PASSAGE:

============

Immerman took contemporaneous notes, which indicated that Gaube reaffirmed Porsche's March 10 statement, and that it was “unrealistic” for Porsche to acquire a controlling stake in VW and that, in any event, the State of Lower Saxony would never sell its shares.

Immerman testifies that he e-mailed Porsche's Investor Relations Department indicating that he was from a “money management firm based in New York ... doing some research on Porsche” (Immerman Aff., ¶ 23). Immerman provided Viking's midtown office address and its New York telephone number. After several e-mail exchanges, Immerman was able to speak with Gaube directly.

The Glenhill plaintiffs additionally allege that its New York-based analysts engaged Gaube in at least six separate telephone calls, during which he verified that Porsche did not intend to seek a controlling stake in VW.

Throughout September, Porsche continued to make public statements that it did not intend to seek a 75% stake in VW. However, on October 26, 2008, Porsche made an announcement that shocked the markets. In a press release titled “Porsche Heads for Domination Agreement,” which Porsche e-mailed directly to plaintiffs, it disclosed that it had already accumulated a total of 74.1% of VW shares. The press release stated, in part:

Due to the dramatic distortions on the financial markets Porsche ... has decided over the weekend to disclose its holdings in shares and hedging positions related to the takeover of [VW]. At the end of last week Porsche ... held 42.6 percent of [VW] ordinary shares and in addition 31.5 percent in so called cash settled options relating to [VW] ordinary shares to hedge against price risks, representing a total of 74.1 percent. Upon settlement of these options Porsche will receive in cash the difference between the then actual [VW] share price and the underlying strike price in cash. The Volkswagen shares will be bought in each case at market price.
Assuming the economic framework conditions are suitable, the aim is to increase to 75 percent in 2009, paving the way to a domination agreement. The intention to increase the Volkswagen stake to above 50 percent in November/December 2008 remains unchanged (emphasis added) (October 26, 2008 Press Release).

According to plaintiffs, Porsche's misrepresentations that it did not intend to seek a controlling stake in VW had an effect on the price at which they entered into short positions in VW shares. By hiding the true extent of its control over VW shares and its intention to acquire additional shares up until the October 26, 2008 announcement, Porsche led plaintiffs to believe that the natural interplay of supply and demand had been determining the prices of VW shares. In fact, the supply and demand for VW's shares had been skewed by Porsche's fraud.

============

EXPLORE THE MATERIAL:
- 1) Answer these questions from the passage on Porsche and VW:
(a) What kind of firm did Immerman's e-mail to Porsche's Investor Relations Department say he was from?
(b) In at least how many separate telephone calls do the Glenhill plaintiffs allege their analysts engaged Gaube?
(c) According to the October 26, 2008 press release, what percentage of VW ordinary shares did Porsche hold at the end of the prior week?
- 2) Write the next few sentences of the passage on Porsche and VW, picking up after its final sentence.

INPUT DATA:
============

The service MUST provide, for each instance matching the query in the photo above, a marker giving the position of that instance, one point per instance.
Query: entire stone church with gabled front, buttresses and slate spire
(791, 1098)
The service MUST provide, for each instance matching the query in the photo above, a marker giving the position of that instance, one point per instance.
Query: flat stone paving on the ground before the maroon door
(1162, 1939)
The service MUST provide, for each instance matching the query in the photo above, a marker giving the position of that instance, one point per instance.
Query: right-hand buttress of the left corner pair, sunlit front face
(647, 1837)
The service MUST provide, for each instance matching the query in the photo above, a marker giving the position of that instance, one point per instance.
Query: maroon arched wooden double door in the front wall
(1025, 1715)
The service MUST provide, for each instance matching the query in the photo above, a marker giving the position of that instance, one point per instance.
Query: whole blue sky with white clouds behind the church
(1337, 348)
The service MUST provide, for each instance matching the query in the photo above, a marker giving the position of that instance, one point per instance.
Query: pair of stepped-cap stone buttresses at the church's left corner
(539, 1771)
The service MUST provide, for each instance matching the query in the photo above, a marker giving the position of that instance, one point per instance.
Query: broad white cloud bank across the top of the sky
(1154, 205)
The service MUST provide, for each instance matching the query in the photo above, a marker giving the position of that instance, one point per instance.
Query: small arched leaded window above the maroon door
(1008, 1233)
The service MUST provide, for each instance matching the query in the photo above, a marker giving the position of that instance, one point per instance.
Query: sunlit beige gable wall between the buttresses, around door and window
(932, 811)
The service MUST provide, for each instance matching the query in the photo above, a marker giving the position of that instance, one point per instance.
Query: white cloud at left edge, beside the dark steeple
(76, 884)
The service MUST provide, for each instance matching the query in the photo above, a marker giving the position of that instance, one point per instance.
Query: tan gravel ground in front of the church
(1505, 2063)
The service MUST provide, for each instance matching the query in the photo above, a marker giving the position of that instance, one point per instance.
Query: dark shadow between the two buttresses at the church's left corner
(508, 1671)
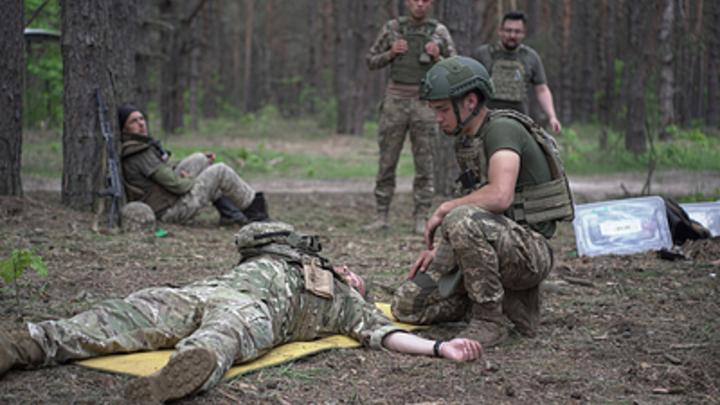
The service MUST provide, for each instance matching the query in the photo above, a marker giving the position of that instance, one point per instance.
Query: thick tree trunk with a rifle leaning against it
(97, 53)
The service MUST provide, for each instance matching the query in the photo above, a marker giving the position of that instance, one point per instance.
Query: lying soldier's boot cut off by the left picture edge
(19, 350)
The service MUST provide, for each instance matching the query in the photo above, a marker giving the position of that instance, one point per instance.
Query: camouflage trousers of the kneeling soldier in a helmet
(493, 253)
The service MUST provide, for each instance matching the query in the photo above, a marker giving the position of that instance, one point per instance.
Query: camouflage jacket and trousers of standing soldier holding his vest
(402, 111)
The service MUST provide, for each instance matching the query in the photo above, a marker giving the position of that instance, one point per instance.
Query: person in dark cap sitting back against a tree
(176, 195)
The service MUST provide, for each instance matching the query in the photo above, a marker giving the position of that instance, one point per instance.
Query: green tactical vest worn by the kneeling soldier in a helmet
(533, 203)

============

ANSWERS FOR EACH ITEM:
- 1)
(a) A "money management firm based in New York."
(b) At least six.
(c) 42.6 percent.

- 2)
Following the October 26, 2008 press release, the price of VW spiked so high that VW briefly became the most valuable corporation in the world by stock market value, as a result of the short squeeze prices prevailing in the market. Plaintiffs allege that the price reaction following Porsche's announcement demonstrates that the market was unaware of Porsche's true intention and actual holdings. In order to cover its short positions, plaintiffs had to pay markedly more for VW shares, suffering more than a billion dollars in losses, while Porsche achieved massive profits on its trading in VW.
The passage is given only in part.